### GOAL
Give as a numbered list the lines of the records that begin at the line containing "of the distant" and run through the end of the records, leaving out any blank lines.

(Dataset records on where objects are located)

※ ※ ※

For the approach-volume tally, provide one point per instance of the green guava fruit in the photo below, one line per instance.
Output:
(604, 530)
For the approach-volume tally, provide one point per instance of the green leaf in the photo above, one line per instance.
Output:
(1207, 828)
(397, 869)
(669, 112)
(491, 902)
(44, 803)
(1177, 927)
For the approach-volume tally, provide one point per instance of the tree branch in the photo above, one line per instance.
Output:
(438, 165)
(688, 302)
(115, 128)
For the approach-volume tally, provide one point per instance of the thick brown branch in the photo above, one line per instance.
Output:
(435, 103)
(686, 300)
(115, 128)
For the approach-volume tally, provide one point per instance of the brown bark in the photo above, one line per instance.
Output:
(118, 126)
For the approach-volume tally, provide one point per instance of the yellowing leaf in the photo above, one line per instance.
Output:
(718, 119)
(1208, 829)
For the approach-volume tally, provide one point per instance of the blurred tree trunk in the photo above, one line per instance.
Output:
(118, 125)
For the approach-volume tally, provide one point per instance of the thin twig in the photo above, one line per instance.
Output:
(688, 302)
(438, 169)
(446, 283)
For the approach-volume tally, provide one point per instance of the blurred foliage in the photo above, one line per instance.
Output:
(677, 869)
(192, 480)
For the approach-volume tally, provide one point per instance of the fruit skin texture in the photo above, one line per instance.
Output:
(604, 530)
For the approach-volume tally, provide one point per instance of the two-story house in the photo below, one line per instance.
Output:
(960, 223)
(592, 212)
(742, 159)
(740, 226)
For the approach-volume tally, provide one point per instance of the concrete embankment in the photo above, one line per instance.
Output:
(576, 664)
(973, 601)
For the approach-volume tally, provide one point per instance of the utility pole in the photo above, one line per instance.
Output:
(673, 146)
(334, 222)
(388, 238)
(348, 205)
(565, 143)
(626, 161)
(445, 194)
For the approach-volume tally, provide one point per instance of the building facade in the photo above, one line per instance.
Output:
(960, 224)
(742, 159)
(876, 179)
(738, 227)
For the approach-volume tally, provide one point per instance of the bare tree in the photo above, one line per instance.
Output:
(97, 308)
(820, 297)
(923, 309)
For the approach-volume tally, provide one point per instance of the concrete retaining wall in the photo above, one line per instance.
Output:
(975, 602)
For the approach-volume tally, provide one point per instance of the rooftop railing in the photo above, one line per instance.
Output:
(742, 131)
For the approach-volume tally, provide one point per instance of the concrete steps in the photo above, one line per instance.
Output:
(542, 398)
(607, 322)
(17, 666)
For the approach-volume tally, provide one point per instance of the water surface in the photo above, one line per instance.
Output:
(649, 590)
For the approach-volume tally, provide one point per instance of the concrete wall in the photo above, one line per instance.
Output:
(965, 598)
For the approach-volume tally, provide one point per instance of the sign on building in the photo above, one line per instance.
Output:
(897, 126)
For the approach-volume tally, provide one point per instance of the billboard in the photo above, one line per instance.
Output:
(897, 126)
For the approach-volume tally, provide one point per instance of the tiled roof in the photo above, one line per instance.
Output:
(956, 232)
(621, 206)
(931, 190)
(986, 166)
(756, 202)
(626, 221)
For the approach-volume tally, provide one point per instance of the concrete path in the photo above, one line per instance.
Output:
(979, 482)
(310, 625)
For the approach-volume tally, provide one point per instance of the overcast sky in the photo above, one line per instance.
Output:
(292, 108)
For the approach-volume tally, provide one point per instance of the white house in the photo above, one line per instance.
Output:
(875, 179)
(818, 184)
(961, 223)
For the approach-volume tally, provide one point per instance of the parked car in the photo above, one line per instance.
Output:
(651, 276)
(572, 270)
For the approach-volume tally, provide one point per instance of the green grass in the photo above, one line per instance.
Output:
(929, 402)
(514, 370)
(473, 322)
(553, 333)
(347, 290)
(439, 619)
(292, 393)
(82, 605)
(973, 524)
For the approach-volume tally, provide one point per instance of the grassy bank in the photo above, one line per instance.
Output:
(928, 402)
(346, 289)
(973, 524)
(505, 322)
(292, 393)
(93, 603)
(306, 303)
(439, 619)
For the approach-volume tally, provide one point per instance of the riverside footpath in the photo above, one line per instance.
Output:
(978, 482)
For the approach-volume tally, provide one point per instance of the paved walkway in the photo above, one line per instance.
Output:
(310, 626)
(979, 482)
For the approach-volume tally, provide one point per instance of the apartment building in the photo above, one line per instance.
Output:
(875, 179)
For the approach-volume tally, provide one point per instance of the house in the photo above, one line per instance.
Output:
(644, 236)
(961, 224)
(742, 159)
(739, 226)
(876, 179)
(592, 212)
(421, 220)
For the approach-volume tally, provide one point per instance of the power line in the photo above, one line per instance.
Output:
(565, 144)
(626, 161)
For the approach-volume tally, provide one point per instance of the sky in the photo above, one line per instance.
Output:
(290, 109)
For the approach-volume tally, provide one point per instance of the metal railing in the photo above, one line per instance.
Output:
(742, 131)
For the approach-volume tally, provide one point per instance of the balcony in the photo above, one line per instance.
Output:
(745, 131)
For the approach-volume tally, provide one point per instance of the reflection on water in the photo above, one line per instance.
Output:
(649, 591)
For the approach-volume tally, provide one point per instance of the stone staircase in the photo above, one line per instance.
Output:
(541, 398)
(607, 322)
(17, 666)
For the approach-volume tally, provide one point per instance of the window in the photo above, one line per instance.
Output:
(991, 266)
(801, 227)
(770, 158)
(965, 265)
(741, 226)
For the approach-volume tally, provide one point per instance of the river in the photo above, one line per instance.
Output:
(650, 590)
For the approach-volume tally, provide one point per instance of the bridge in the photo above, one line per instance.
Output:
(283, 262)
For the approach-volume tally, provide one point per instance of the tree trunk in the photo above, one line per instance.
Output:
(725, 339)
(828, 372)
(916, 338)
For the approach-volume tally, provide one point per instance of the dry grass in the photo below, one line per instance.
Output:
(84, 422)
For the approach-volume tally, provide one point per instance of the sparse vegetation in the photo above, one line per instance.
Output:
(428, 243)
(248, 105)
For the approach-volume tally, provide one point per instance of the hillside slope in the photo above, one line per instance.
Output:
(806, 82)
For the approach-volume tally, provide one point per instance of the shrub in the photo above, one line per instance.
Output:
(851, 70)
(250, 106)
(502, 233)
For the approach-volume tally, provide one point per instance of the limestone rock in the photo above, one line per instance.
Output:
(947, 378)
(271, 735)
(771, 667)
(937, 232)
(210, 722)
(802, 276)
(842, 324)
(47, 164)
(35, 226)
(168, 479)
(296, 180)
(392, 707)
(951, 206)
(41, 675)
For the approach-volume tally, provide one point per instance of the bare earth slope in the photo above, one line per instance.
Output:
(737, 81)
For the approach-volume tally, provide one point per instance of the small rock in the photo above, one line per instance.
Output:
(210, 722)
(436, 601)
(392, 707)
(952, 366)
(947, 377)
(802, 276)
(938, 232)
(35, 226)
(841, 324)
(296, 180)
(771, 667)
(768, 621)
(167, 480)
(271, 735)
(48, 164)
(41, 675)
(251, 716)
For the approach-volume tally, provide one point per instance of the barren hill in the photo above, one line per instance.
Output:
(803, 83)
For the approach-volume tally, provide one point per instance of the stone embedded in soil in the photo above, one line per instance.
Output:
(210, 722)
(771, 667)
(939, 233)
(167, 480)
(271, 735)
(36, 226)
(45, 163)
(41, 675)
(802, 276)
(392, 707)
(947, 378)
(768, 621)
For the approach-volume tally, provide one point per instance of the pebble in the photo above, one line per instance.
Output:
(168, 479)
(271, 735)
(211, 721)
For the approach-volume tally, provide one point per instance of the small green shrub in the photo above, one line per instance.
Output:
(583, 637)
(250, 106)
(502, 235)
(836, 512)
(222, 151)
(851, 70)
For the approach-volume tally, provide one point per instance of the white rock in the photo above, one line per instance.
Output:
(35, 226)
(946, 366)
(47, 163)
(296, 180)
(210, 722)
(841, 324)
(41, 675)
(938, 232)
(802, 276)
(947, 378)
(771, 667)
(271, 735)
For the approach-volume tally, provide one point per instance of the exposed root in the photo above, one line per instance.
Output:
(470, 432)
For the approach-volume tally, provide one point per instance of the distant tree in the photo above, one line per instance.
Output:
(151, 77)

※ ※ ※

### SOLUTION
1. For the approach-volume tally, provide one point per instance of the distant tree in the photo above, one line per instance.
2. Output:
3. (151, 77)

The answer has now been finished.